** start Data to use **

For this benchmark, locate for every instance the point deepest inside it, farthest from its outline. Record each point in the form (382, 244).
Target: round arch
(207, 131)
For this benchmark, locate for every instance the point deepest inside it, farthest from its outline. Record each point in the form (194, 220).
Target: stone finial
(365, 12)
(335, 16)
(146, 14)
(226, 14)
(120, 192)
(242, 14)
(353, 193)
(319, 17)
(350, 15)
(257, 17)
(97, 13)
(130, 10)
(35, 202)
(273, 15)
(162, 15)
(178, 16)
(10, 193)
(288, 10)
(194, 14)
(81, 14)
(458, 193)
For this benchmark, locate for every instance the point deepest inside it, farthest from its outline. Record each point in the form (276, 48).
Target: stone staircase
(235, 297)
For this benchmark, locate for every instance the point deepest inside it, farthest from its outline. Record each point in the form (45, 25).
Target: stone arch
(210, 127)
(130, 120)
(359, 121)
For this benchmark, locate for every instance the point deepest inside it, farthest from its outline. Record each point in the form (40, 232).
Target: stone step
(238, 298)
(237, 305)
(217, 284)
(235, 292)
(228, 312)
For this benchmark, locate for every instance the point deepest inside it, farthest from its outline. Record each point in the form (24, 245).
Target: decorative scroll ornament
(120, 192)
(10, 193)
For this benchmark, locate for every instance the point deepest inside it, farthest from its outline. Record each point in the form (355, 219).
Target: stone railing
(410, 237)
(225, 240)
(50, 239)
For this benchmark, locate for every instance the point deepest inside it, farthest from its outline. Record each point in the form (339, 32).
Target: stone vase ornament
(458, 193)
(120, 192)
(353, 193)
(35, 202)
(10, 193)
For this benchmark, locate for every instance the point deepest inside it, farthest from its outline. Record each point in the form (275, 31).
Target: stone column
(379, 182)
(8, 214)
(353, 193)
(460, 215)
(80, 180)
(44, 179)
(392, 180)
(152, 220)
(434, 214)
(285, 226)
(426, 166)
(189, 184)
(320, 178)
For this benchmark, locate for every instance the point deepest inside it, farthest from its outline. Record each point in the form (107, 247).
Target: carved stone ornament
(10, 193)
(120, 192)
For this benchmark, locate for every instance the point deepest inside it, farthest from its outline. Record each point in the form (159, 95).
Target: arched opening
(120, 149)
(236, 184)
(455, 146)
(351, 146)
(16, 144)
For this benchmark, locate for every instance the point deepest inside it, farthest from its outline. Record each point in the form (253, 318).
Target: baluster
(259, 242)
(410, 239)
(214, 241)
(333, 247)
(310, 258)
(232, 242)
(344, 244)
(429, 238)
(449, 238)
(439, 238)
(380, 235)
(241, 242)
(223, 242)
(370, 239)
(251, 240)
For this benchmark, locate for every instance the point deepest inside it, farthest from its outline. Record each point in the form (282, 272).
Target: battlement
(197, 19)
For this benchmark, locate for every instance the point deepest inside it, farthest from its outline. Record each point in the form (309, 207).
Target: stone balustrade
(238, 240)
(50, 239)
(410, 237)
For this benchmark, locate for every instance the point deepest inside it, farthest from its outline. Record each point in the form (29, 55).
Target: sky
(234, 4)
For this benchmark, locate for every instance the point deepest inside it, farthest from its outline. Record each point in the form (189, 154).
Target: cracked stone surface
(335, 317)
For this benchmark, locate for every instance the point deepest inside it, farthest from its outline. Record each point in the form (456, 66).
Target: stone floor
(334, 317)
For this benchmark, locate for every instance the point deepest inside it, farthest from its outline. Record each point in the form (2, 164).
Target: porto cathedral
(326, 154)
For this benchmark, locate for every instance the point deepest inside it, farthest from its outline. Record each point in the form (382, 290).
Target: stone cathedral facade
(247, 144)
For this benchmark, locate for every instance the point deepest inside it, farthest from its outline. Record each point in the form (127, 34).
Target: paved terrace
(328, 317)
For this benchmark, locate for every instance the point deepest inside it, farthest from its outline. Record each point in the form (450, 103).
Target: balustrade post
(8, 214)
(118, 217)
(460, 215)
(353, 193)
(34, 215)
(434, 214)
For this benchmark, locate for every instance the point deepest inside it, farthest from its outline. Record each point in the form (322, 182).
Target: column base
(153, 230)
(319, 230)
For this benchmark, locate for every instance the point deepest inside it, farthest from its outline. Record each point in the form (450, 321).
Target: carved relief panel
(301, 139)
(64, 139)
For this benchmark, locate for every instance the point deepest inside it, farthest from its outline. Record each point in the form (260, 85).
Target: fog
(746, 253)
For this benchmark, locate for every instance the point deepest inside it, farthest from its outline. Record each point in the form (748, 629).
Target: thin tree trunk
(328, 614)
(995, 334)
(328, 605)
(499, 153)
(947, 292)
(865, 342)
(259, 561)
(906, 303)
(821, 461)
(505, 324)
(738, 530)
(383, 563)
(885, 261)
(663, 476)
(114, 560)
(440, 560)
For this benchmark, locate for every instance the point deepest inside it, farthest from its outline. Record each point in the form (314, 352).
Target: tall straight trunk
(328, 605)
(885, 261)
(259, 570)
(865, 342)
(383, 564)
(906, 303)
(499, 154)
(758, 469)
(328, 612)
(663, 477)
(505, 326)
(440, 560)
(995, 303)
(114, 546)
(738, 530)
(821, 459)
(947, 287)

** end Data to use **
** start Data to use **

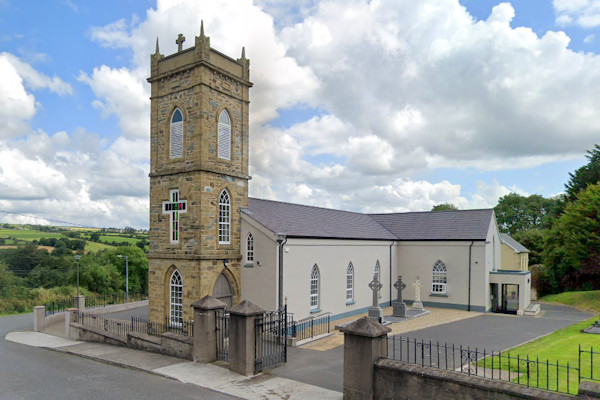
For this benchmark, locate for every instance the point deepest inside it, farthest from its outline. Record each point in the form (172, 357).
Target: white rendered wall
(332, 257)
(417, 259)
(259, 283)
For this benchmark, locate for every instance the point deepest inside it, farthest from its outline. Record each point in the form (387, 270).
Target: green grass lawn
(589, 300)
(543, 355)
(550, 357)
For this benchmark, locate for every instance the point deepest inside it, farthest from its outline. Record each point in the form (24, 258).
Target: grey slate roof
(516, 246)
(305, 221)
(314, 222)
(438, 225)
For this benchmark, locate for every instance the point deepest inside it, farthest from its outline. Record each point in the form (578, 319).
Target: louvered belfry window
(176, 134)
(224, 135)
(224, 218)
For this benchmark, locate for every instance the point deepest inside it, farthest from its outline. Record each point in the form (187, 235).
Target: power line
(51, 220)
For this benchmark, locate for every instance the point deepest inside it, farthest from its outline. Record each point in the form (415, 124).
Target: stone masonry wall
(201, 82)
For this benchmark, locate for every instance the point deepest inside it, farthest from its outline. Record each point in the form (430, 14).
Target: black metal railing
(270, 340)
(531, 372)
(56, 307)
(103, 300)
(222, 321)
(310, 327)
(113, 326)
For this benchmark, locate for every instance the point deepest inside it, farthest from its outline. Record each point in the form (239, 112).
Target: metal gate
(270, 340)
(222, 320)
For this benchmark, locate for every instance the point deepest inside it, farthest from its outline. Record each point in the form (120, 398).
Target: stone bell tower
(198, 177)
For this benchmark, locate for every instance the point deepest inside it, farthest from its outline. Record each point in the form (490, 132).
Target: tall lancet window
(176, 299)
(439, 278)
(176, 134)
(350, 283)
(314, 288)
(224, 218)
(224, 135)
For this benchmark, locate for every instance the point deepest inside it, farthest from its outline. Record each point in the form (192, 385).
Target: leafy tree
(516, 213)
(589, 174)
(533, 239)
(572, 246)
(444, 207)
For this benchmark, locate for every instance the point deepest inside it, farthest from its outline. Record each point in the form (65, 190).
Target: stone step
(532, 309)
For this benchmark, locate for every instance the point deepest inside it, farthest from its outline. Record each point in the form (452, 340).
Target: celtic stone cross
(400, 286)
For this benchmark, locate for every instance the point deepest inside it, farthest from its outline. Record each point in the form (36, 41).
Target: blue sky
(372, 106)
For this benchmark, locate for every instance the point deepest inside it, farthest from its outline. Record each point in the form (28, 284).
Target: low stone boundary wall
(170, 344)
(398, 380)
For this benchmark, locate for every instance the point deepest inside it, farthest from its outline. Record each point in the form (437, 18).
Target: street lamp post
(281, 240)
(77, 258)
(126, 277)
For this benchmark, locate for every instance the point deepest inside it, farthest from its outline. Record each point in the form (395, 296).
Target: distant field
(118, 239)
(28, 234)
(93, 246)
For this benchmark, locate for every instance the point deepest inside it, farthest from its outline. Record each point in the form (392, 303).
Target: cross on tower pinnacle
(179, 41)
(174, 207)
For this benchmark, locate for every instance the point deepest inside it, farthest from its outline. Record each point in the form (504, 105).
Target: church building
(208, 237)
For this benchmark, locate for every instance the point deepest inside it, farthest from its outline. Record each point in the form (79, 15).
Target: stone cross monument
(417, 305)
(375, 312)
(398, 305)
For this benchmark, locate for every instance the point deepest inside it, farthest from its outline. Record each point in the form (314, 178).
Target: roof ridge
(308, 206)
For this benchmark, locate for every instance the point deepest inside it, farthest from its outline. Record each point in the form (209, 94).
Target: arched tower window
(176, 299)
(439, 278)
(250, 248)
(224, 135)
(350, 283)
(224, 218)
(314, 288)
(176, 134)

** end Data to use **

* [Do this] From the entries above, pull out every line containing the word "carved", matching its case exactly.

* [Result]
Target: carved stone ornament
Target: carved relief panel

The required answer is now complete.